*** TEXT UNDER STUDY ***

Optimize performance for bulk operations

When you need to create or update thousands or millions of records in Dataverse, the choices you make can save hours of time for the bulk operation project to complete. This article describes the factors that affect performance and the options you have to build client applications that optimize performance for bulk operations. Consideration should also be given to other factors, such as the number of records, record size, network latency, and data complexity.

Table type

The type of table you choose to store your data has the greatest impact on how much throughput you can expect with bulk operations. Dataverse offers two types of tables: standard and elastic.

A standard table stores data using Azure SQL. Standard tables provide transaction support and greater capabilities for modeling relationships.
An elastic table stores data using Azure Cosmos DB. Elastic tables automatically scale horizontally to handle large amounts of data and high levels of throughput with low latency. Elastic tables are suitable for applications that have unpredictable, spiky, or rapidly growing workloads.

*** End of TEXT UNDER STUDY ***
*** STUDY MATERIAL ***

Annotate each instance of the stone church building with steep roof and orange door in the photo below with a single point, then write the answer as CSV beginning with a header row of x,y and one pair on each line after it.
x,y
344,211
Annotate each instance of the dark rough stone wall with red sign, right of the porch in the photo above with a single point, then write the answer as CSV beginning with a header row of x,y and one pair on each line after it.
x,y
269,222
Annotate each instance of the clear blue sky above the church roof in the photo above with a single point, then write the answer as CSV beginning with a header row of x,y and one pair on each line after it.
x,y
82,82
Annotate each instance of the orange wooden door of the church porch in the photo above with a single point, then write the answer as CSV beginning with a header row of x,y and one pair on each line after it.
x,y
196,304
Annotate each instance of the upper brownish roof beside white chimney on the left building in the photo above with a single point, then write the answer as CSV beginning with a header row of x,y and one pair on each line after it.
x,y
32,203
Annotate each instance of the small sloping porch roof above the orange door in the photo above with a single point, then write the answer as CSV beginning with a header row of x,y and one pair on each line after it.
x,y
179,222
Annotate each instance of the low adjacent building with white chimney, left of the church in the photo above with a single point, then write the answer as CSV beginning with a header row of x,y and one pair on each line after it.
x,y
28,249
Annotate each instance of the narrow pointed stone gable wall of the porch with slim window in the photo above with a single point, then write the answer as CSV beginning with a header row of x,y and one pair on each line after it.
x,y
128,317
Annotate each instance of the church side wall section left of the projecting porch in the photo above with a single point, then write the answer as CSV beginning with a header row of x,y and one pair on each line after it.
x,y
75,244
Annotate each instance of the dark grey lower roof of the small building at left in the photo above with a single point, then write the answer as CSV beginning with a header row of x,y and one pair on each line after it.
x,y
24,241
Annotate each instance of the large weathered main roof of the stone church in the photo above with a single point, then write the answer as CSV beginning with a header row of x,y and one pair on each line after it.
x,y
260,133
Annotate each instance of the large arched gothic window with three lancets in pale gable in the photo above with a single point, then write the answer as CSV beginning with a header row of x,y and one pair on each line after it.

*** End of STUDY MATERIAL ***

§ **TASK SET**:
a: Repeat word for word the passage of the bulk operations article between "When you need" and "and data complexity.", inclusive.
b: Answer these questions from the bulk operations article:
(i) Which additional factors, such as network latency, should also be given consideration?
(ii) What does a standard table use to store data?
(iii) Which applications are elastic tables suitable for?
The data presented here have no connection to the bulk operations article.

§ **WRITTEN ANSWERS**:
a:
When you need to create or update thousands or millions of records in Dataverse, the choices you make can save hours of time for the bulk operation project to complete. This article describes the factors that affect performance and the options you have to build client applications that optimize performance for bulk operations. Consideration should also be given to other factors, such as the number of records, record size, network latency, and data complexity.

b:
(i) The number of records, record size, network latency, and data complexity.
(ii) Azure SQL.
(iii) Applications that have unpredictable, spiky, or rapidly growing workloads.